_TO BE DONE_: Select and copy every line of the rows below that contains the word "hockey", treating uppercase and lowercase as different.

_EXERCISE MATERIALS_:
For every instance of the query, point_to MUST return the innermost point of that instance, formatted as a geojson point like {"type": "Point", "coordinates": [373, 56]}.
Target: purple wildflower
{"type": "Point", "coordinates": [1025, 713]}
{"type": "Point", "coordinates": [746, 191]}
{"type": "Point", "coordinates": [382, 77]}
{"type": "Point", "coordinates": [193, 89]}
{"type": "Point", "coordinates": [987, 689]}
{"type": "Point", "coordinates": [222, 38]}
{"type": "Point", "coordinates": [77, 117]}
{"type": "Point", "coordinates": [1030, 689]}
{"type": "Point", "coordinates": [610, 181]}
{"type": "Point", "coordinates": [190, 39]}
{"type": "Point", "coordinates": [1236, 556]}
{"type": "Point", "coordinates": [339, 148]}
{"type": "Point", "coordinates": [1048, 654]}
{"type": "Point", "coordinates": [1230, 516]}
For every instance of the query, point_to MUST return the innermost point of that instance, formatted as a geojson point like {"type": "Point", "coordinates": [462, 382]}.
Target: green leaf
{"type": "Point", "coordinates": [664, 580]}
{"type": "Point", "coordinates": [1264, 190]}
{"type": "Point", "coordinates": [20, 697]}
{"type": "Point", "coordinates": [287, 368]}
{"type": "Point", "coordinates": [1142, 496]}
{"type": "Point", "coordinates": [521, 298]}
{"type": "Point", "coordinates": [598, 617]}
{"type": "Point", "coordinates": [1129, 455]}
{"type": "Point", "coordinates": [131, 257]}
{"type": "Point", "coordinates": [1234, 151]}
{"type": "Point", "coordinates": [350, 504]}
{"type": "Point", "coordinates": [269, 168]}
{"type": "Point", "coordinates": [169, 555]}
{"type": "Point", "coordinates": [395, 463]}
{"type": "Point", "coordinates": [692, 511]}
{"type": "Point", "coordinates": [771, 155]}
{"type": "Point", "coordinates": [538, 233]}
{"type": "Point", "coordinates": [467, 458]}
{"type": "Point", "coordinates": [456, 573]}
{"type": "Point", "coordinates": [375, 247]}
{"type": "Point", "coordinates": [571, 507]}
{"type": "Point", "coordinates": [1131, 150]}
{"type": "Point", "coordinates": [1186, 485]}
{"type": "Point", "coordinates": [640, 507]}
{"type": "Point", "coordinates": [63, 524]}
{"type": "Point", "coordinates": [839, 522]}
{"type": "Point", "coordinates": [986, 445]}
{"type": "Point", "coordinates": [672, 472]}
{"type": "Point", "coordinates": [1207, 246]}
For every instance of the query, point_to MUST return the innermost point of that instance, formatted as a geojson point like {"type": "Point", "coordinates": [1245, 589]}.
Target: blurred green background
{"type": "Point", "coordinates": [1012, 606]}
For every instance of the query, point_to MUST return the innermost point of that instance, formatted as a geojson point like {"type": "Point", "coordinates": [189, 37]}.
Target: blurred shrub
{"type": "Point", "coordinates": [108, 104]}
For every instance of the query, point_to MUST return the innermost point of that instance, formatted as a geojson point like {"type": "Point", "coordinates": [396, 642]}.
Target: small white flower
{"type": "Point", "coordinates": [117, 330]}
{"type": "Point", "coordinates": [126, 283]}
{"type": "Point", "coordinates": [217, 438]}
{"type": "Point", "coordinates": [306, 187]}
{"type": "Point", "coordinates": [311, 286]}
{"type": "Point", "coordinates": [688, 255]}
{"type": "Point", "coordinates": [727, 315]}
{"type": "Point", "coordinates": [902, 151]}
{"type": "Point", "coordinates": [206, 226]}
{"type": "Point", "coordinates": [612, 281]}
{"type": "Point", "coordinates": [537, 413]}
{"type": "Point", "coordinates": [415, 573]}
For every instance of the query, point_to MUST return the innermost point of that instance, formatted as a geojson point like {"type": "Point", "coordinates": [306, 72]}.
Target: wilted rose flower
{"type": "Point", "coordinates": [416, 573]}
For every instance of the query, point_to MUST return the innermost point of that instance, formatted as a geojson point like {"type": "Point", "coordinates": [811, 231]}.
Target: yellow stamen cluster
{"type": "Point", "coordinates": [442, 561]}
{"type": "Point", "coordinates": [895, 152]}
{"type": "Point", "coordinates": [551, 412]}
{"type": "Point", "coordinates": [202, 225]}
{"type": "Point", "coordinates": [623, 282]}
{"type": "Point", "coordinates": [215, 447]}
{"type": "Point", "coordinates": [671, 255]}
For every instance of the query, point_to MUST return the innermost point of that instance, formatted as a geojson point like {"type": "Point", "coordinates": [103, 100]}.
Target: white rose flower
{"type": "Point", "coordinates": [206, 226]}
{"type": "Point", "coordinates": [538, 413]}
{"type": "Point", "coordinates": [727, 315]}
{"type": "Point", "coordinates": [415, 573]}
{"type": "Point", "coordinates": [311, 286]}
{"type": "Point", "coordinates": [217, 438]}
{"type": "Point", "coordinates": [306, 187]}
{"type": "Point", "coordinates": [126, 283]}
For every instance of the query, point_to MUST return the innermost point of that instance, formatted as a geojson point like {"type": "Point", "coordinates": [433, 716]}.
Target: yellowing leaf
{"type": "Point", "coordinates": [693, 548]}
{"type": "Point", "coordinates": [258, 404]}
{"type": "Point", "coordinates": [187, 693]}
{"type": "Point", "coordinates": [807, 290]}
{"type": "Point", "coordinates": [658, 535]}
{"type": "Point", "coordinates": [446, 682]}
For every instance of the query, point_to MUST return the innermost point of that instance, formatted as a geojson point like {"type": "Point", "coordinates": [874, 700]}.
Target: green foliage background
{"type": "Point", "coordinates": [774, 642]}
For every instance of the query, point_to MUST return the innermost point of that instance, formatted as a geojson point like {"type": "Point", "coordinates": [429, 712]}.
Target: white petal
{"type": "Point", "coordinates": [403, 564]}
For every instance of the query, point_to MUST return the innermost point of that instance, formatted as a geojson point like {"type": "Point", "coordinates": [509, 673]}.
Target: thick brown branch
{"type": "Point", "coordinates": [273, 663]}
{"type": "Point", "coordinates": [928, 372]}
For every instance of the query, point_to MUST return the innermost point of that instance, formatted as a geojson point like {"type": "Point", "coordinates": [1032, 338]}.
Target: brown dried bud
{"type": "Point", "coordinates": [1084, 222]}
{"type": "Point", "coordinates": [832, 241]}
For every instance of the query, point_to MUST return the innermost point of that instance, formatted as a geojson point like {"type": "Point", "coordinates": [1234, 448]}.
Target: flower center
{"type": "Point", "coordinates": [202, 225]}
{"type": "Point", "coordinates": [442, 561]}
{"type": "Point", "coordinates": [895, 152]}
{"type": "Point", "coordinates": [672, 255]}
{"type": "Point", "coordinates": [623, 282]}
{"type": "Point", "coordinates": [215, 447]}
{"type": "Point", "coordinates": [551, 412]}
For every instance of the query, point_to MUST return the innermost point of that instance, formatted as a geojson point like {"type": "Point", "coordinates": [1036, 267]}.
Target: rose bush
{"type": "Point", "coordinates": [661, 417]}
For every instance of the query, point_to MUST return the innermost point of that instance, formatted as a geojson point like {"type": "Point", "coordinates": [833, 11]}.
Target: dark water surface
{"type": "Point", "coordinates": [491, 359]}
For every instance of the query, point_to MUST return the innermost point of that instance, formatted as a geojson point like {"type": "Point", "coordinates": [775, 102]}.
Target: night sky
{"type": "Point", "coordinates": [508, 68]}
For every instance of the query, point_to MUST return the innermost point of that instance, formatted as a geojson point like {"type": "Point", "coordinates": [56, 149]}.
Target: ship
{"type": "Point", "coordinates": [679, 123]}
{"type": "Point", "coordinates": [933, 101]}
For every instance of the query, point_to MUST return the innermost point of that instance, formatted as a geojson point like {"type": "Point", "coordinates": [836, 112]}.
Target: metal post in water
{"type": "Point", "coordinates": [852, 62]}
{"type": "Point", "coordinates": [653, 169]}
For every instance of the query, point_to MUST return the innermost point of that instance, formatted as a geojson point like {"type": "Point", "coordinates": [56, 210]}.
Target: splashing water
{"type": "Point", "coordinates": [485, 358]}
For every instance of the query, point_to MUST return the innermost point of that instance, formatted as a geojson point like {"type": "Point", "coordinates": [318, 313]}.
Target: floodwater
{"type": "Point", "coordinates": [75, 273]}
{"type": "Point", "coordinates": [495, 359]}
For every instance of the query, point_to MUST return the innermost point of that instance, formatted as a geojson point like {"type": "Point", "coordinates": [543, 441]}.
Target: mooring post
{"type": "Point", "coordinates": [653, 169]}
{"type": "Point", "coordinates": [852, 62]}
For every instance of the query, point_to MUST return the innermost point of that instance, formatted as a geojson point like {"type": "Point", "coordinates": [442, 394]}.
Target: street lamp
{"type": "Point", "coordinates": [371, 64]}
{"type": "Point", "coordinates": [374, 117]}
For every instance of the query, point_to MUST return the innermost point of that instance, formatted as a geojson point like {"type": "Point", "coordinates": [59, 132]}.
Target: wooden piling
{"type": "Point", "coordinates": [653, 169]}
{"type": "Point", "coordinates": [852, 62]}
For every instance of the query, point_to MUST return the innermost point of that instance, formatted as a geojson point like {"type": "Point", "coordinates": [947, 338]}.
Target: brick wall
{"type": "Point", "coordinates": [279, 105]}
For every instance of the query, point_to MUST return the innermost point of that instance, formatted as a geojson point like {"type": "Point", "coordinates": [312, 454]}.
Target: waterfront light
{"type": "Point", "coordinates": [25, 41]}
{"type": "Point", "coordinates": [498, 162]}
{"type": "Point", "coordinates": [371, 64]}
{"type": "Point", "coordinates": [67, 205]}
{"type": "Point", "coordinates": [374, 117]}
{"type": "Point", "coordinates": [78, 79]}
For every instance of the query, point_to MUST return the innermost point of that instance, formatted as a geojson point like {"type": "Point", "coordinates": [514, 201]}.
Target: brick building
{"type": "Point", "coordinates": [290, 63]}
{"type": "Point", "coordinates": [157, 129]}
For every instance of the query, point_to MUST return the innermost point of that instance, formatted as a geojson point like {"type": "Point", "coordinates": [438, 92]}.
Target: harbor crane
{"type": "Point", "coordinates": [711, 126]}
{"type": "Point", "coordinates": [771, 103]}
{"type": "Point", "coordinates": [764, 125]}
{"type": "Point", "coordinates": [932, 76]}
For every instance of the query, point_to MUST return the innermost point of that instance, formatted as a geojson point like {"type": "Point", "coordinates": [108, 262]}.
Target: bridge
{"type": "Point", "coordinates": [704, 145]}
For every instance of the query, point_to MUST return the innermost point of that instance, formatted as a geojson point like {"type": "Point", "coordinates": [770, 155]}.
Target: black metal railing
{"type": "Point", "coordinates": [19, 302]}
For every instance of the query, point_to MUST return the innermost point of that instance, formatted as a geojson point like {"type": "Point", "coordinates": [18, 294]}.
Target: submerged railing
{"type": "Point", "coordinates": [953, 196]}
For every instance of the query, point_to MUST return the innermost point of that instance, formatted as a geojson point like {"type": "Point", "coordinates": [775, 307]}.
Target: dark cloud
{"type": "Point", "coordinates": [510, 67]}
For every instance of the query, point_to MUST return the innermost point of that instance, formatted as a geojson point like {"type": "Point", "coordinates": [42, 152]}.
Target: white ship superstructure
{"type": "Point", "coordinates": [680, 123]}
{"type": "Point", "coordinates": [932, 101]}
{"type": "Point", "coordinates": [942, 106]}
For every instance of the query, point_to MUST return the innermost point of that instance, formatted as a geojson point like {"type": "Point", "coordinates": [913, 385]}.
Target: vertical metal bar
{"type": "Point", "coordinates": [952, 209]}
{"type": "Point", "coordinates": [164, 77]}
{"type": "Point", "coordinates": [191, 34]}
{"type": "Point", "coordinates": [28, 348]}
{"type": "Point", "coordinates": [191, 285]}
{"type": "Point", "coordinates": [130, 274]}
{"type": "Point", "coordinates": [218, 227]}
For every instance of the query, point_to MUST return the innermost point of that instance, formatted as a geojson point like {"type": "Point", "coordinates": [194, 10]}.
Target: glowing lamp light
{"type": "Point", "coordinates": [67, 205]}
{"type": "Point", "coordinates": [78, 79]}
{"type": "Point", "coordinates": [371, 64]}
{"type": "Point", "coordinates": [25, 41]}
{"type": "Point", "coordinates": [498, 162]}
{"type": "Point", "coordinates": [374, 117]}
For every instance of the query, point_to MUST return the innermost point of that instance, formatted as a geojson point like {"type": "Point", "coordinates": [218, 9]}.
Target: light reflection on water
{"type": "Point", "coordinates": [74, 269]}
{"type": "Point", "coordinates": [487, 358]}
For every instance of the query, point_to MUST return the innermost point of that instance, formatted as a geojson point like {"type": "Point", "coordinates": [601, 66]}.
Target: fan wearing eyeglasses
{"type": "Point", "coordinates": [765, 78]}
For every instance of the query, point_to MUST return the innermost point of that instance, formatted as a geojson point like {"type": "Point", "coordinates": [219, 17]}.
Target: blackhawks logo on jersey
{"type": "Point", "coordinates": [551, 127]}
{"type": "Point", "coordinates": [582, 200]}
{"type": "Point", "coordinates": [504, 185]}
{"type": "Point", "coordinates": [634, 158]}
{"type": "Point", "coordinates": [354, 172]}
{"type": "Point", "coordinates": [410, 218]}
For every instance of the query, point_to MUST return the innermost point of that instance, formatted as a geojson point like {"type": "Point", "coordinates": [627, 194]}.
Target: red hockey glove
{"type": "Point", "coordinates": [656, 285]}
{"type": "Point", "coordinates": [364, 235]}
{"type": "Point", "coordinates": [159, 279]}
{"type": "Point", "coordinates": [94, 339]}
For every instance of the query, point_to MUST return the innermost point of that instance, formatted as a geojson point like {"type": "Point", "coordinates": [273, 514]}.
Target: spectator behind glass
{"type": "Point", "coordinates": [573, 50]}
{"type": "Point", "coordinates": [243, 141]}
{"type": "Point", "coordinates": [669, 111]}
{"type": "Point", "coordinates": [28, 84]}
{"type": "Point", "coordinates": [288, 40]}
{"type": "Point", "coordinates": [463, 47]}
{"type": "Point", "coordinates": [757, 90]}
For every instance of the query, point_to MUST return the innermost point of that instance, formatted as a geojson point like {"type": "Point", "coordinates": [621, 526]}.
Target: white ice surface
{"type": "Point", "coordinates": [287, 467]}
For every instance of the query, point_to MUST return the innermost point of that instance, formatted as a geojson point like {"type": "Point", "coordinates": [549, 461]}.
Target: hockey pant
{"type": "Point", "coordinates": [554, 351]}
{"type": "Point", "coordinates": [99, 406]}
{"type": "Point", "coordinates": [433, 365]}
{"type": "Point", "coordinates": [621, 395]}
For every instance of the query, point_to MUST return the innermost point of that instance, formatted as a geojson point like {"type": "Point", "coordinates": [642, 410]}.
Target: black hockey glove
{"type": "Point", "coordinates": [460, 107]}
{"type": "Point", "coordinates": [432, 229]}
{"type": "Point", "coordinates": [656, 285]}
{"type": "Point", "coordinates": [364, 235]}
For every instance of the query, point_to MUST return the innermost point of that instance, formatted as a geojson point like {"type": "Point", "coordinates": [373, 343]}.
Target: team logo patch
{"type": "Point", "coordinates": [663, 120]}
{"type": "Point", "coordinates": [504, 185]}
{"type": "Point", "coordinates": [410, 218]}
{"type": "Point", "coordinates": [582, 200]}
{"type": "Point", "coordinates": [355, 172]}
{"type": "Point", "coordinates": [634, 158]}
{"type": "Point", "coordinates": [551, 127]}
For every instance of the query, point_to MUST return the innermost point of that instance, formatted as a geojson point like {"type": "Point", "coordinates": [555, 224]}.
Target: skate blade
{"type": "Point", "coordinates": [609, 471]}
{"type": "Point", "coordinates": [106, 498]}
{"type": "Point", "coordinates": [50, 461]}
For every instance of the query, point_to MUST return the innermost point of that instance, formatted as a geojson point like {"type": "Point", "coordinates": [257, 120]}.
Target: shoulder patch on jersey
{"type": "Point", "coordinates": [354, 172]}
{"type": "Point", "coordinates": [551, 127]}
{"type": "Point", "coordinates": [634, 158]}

_RESPONSE_:
Target: red hockey glove
Target: hockey pant
Target: black hockey glove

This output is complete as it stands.